Records supplied:
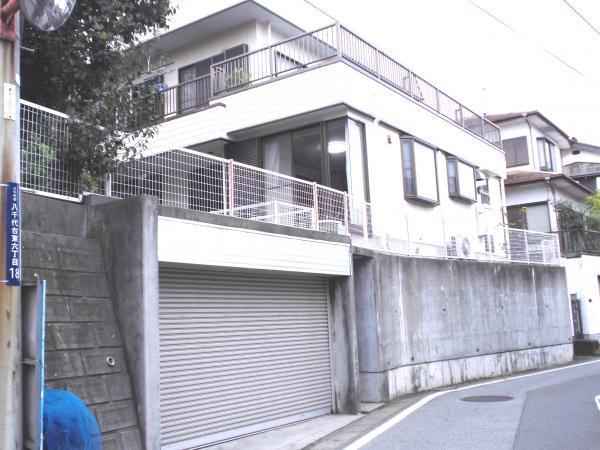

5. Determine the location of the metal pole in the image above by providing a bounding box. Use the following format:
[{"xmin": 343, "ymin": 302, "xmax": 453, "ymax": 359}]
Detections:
[{"xmin": 0, "ymin": 9, "xmax": 22, "ymax": 450}]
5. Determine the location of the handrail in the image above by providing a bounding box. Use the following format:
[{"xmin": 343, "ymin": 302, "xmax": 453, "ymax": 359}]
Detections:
[{"xmin": 198, "ymin": 23, "xmax": 502, "ymax": 149}]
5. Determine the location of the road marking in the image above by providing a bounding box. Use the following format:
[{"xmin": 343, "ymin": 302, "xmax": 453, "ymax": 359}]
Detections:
[{"xmin": 344, "ymin": 360, "xmax": 600, "ymax": 450}]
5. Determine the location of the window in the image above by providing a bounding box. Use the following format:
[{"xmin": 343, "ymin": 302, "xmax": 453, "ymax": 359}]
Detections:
[
  {"xmin": 502, "ymin": 136, "xmax": 529, "ymax": 167},
  {"xmin": 178, "ymin": 44, "xmax": 248, "ymax": 111},
  {"xmin": 537, "ymin": 138, "xmax": 554, "ymax": 172},
  {"xmin": 446, "ymin": 156, "xmax": 477, "ymax": 202},
  {"xmin": 477, "ymin": 177, "xmax": 490, "ymax": 205},
  {"xmin": 401, "ymin": 138, "xmax": 439, "ymax": 205}
]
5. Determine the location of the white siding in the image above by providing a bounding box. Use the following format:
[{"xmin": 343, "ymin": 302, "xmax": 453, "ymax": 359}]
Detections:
[
  {"xmin": 158, "ymin": 216, "xmax": 350, "ymax": 275},
  {"xmin": 150, "ymin": 63, "xmax": 505, "ymax": 171},
  {"xmin": 562, "ymin": 255, "xmax": 600, "ymax": 334}
]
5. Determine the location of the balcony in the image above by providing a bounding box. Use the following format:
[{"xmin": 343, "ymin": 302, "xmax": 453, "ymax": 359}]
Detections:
[
  {"xmin": 558, "ymin": 230, "xmax": 600, "ymax": 258},
  {"xmin": 21, "ymin": 101, "xmax": 556, "ymax": 265},
  {"xmin": 146, "ymin": 24, "xmax": 502, "ymax": 148}
]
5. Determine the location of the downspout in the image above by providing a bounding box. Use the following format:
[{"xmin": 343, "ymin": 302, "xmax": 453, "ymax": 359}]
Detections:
[
  {"xmin": 544, "ymin": 177, "xmax": 560, "ymax": 232},
  {"xmin": 523, "ymin": 113, "xmax": 540, "ymax": 170}
]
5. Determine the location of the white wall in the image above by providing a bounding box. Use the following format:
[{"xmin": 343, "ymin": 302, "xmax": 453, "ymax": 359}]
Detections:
[
  {"xmin": 149, "ymin": 63, "xmax": 505, "ymax": 253},
  {"xmin": 164, "ymin": 21, "xmax": 265, "ymax": 86},
  {"xmin": 562, "ymin": 255, "xmax": 600, "ymax": 337},
  {"xmin": 499, "ymin": 119, "xmax": 566, "ymax": 173},
  {"xmin": 158, "ymin": 216, "xmax": 351, "ymax": 276},
  {"xmin": 149, "ymin": 63, "xmax": 505, "ymax": 171}
]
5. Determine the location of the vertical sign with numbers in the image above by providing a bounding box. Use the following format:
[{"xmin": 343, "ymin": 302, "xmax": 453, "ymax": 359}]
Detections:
[{"xmin": 6, "ymin": 182, "xmax": 21, "ymax": 286}]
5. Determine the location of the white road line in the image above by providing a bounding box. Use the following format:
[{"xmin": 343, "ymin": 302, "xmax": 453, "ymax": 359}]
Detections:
[{"xmin": 344, "ymin": 360, "xmax": 600, "ymax": 450}]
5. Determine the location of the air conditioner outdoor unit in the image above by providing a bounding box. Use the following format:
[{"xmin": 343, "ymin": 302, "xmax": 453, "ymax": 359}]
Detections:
[{"xmin": 447, "ymin": 236, "xmax": 471, "ymax": 258}]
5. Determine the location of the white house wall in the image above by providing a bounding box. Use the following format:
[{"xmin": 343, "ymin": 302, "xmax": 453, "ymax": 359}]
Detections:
[
  {"xmin": 164, "ymin": 21, "xmax": 262, "ymax": 86},
  {"xmin": 501, "ymin": 119, "xmax": 567, "ymax": 172},
  {"xmin": 158, "ymin": 216, "xmax": 350, "ymax": 275},
  {"xmin": 150, "ymin": 63, "xmax": 505, "ymax": 176},
  {"xmin": 562, "ymin": 255, "xmax": 600, "ymax": 338},
  {"xmin": 363, "ymin": 119, "xmax": 503, "ymax": 251}
]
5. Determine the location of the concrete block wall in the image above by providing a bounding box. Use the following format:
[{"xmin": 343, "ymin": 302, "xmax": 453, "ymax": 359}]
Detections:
[
  {"xmin": 354, "ymin": 252, "xmax": 573, "ymax": 401},
  {"xmin": 23, "ymin": 230, "xmax": 142, "ymax": 450}
]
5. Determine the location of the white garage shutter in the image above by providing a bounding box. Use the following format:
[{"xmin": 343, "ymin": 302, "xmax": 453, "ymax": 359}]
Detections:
[{"xmin": 159, "ymin": 268, "xmax": 332, "ymax": 448}]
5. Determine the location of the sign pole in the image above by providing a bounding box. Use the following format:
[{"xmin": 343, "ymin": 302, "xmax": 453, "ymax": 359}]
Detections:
[{"xmin": 0, "ymin": 0, "xmax": 23, "ymax": 450}]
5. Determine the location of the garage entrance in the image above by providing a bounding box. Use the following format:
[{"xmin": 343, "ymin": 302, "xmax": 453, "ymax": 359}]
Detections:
[{"xmin": 159, "ymin": 268, "xmax": 332, "ymax": 449}]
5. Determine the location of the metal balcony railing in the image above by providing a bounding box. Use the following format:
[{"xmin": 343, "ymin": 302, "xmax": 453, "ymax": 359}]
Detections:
[
  {"xmin": 145, "ymin": 24, "xmax": 502, "ymax": 148},
  {"xmin": 21, "ymin": 102, "xmax": 548, "ymax": 265}
]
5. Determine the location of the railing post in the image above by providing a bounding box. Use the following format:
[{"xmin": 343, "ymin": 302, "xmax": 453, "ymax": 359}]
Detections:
[
  {"xmin": 104, "ymin": 173, "xmax": 112, "ymax": 197},
  {"xmin": 221, "ymin": 162, "xmax": 229, "ymax": 216},
  {"xmin": 227, "ymin": 159, "xmax": 235, "ymax": 216},
  {"xmin": 313, "ymin": 182, "xmax": 319, "ymax": 231},
  {"xmin": 273, "ymin": 200, "xmax": 279, "ymax": 225},
  {"xmin": 269, "ymin": 45, "xmax": 275, "ymax": 78},
  {"xmin": 335, "ymin": 22, "xmax": 342, "ymax": 59},
  {"xmin": 523, "ymin": 230, "xmax": 529, "ymax": 264},
  {"xmin": 344, "ymin": 192, "xmax": 350, "ymax": 236},
  {"xmin": 362, "ymin": 201, "xmax": 369, "ymax": 243}
]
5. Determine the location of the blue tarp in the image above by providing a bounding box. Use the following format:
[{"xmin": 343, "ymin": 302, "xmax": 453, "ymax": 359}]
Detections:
[{"xmin": 44, "ymin": 389, "xmax": 102, "ymax": 450}]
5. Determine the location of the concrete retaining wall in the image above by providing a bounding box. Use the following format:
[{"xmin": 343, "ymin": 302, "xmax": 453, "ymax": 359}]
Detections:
[
  {"xmin": 23, "ymin": 229, "xmax": 142, "ymax": 450},
  {"xmin": 354, "ymin": 253, "xmax": 573, "ymax": 401}
]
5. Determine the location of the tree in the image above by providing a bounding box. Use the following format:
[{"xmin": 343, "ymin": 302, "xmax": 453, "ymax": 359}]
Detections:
[{"xmin": 21, "ymin": 0, "xmax": 174, "ymax": 177}]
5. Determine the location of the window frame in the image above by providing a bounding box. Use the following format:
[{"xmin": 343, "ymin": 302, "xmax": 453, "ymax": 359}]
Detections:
[
  {"xmin": 257, "ymin": 114, "xmax": 371, "ymax": 202},
  {"xmin": 400, "ymin": 136, "xmax": 440, "ymax": 207},
  {"xmin": 446, "ymin": 155, "xmax": 477, "ymax": 203},
  {"xmin": 536, "ymin": 137, "xmax": 554, "ymax": 172}
]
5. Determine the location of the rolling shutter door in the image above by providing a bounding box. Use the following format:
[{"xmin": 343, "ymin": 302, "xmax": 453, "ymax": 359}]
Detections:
[{"xmin": 159, "ymin": 268, "xmax": 332, "ymax": 448}]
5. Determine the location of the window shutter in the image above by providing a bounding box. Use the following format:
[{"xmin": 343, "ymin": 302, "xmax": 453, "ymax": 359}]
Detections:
[{"xmin": 502, "ymin": 136, "xmax": 529, "ymax": 167}]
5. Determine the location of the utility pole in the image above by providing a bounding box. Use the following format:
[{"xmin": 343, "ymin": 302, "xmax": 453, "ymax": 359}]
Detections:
[{"xmin": 0, "ymin": 0, "xmax": 23, "ymax": 450}]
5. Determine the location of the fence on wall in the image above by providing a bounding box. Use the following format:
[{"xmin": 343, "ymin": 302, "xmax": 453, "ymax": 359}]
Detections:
[{"xmin": 21, "ymin": 102, "xmax": 560, "ymax": 264}]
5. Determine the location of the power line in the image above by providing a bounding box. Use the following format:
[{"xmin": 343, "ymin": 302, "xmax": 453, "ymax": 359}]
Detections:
[
  {"xmin": 467, "ymin": 0, "xmax": 587, "ymax": 79},
  {"xmin": 304, "ymin": 0, "xmax": 338, "ymax": 22},
  {"xmin": 563, "ymin": 0, "xmax": 600, "ymax": 35}
]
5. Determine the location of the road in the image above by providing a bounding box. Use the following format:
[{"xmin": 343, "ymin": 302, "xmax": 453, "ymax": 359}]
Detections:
[{"xmin": 362, "ymin": 361, "xmax": 600, "ymax": 450}]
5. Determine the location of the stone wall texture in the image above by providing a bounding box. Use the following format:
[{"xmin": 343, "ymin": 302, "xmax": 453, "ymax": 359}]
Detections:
[{"xmin": 23, "ymin": 230, "xmax": 142, "ymax": 450}]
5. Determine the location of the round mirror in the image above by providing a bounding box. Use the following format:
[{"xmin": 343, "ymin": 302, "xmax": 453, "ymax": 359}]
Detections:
[{"xmin": 21, "ymin": 0, "xmax": 76, "ymax": 31}]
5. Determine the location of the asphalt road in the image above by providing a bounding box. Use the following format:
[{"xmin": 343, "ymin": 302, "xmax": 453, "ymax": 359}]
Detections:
[{"xmin": 362, "ymin": 361, "xmax": 600, "ymax": 450}]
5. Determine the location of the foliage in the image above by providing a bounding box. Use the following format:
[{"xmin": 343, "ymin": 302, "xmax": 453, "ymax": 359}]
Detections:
[
  {"xmin": 554, "ymin": 198, "xmax": 600, "ymax": 231},
  {"xmin": 21, "ymin": 0, "xmax": 174, "ymax": 177}
]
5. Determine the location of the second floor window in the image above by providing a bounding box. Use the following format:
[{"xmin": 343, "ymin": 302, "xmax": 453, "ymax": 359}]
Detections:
[
  {"xmin": 537, "ymin": 138, "xmax": 554, "ymax": 172},
  {"xmin": 446, "ymin": 156, "xmax": 477, "ymax": 202},
  {"xmin": 402, "ymin": 138, "xmax": 439, "ymax": 205}
]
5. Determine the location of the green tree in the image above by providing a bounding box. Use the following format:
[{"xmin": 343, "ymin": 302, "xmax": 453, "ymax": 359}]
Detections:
[{"xmin": 21, "ymin": 0, "xmax": 174, "ymax": 177}]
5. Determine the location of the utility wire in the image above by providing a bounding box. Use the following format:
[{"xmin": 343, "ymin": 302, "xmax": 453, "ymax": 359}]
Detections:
[
  {"xmin": 563, "ymin": 0, "xmax": 600, "ymax": 35},
  {"xmin": 467, "ymin": 0, "xmax": 587, "ymax": 79},
  {"xmin": 304, "ymin": 0, "xmax": 338, "ymax": 22}
]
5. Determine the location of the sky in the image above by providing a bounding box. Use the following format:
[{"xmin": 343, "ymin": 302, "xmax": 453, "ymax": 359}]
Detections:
[{"xmin": 171, "ymin": 0, "xmax": 600, "ymax": 145}]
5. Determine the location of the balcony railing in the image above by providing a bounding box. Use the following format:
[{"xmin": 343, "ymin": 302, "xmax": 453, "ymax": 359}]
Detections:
[
  {"xmin": 558, "ymin": 230, "xmax": 600, "ymax": 257},
  {"xmin": 146, "ymin": 24, "xmax": 502, "ymax": 148},
  {"xmin": 21, "ymin": 102, "xmax": 552, "ymax": 265}
]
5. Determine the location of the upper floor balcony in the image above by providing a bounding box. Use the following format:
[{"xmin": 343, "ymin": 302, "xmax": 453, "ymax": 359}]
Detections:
[{"xmin": 149, "ymin": 24, "xmax": 502, "ymax": 148}]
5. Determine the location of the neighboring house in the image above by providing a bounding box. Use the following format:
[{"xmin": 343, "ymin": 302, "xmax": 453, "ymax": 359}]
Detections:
[
  {"xmin": 562, "ymin": 138, "xmax": 600, "ymax": 191},
  {"xmin": 487, "ymin": 111, "xmax": 600, "ymax": 339},
  {"xmin": 23, "ymin": 1, "xmax": 578, "ymax": 448}
]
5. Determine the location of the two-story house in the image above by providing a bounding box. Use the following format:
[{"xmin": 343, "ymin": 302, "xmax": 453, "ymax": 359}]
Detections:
[
  {"xmin": 487, "ymin": 111, "xmax": 600, "ymax": 346},
  {"xmin": 17, "ymin": 1, "xmax": 578, "ymax": 448}
]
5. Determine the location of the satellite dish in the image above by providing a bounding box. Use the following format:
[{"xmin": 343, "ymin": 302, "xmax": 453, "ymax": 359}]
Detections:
[{"xmin": 21, "ymin": 0, "xmax": 76, "ymax": 31}]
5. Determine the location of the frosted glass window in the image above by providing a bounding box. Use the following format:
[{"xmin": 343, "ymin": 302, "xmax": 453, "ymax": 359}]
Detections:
[
  {"xmin": 446, "ymin": 157, "xmax": 477, "ymax": 202},
  {"xmin": 413, "ymin": 141, "xmax": 438, "ymax": 202},
  {"xmin": 525, "ymin": 204, "xmax": 551, "ymax": 233},
  {"xmin": 458, "ymin": 161, "xmax": 476, "ymax": 200}
]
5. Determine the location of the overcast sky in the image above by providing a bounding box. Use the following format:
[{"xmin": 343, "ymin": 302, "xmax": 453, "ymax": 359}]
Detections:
[{"xmin": 172, "ymin": 0, "xmax": 600, "ymax": 145}]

Challenge: Return every line of the records that contains the string "balcony", matching case exactly.

In response:
5. Determine the location of the balcony in the image above by providing a bounding box. Use the following format:
5. Determine the location of the metal balcony railing in the image above by providing a bounding box. Use the following format:
5. Determine the location of the balcony railing in the image above by providing a bounding box. Use the following format:
5. Determine the location of the upper floor balcony in the image above by providing a bounding box. Use the following format:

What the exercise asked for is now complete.